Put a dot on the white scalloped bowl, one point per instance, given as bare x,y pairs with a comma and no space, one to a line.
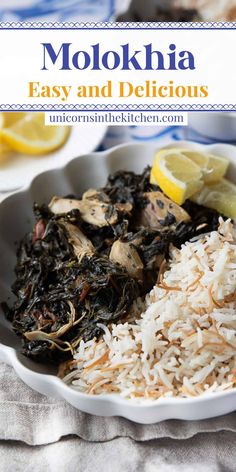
16,219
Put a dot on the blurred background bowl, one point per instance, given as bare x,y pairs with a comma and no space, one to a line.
220,126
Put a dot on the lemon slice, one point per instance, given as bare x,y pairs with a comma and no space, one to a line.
220,196
177,175
27,133
213,167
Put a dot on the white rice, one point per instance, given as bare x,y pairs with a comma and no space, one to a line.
184,343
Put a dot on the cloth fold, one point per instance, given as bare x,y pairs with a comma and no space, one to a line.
35,419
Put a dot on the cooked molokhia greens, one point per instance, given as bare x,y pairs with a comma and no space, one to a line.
184,343
87,260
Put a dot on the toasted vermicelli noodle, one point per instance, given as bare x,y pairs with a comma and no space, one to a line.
184,343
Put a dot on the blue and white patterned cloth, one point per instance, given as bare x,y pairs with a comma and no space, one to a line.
57,10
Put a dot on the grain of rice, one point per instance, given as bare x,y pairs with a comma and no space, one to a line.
184,341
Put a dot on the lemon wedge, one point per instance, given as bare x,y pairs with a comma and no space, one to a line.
27,133
178,176
220,196
213,167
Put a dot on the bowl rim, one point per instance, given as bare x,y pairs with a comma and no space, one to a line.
53,385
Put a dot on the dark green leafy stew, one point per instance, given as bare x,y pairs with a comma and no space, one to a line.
87,260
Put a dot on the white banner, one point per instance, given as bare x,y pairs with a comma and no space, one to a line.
127,67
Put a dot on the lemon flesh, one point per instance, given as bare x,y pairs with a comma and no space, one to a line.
178,176
27,133
220,196
213,167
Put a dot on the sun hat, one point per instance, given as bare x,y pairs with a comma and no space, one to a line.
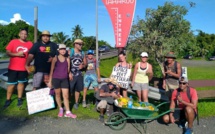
61,46
45,32
144,54
183,79
78,41
90,52
170,55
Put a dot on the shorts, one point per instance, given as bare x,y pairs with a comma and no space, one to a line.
76,84
90,79
60,83
38,79
141,86
15,77
101,104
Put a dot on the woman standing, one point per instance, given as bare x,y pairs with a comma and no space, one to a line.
122,63
60,69
142,75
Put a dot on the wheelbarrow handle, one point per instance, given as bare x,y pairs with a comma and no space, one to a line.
162,104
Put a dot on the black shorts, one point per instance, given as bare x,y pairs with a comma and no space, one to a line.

- **Try it**: Print every entry above verbatim but drop the images.

- **Solution**:
Put a dot on the white scalloped bowl, one point per instance, given as bare x,y pairs with a comma and no space, one to a line.
16,219
Put a dot on the blurred background bowl, one point per instance, given as bare x,y pairs with a comma and no space, one to a line.
220,126
Put a dot on the lemon slice, one point per instance, given as bare x,y pairs with a comma and no space, one to a line.
220,196
177,175
27,133
213,167
Put a dot on the white rice, one point per instance, given as bare x,y pairs with a comma and no space, one to a line.
184,343
Put a dot on the cloth fold, one point per instance, given as bare x,y pairs with a comma and no space, one to a line.
35,419
Put a dot on the cooked molokhia greens, one point per instance, given as bare x,y pairs with a comma and no space, one to a line.
184,343
87,260
Put a dot on the toasted vermicelli noodle, one point per instance, given as bare x,y pairs with a comma and no space, one to a line.
184,343
Put a dot on the blue and white patterned cloth, one point per instance, given as bare x,y pairs with a comma and no space, one to a line.
57,10
Put a dot on the grain of rice, one point per instance, given as bare x,y pairs with a comma and no space, one to a line.
184,341
Put a dot on the lemon wedge, one point per instance, given as bare x,y pairs with a comma and no space, one to a line.
27,133
178,176
220,196
213,167
Put a dot on the bowl rim, one point per instance, given as bare x,y pairs with a comma and no space, one to a line.
53,385
Put a dot on the dark green leafy stew, one point per instance, given as bare x,y pairs with a comma and no space, one to a line.
87,260
Put a dot on the white banner, one point per instance, given as bare x,y pairs with a comma and no space, one to a line.
127,67
Put a dot on the lemon flesh, one point per instance, given as bare x,y pairs with a comma and no space, one to a line.
178,176
27,133
220,196
213,167
Put a dot on the sun hat, one point per instance, given as bare x,y pairs with a comma and no space, one to a line.
61,46
45,32
144,54
183,79
78,41
90,52
170,55
Put a dot on the shorts, one point per instance, given as bare x,y pairs with a comma and no space, one to a line.
76,84
90,79
60,83
38,79
141,86
15,77
101,104
Put a dot on the woman standing, one point per instance, given as bare x,y pairs with a comma and no space, one to a line.
122,63
60,69
142,75
Put a dot on the wheelbarrow handle, one point per instance, given as bare x,y pairs with a comma and no space, one to a line.
162,104
Put a dot on the black shorts, one point per instance, given as bare x,y pairs with a comma and no space, one to a line.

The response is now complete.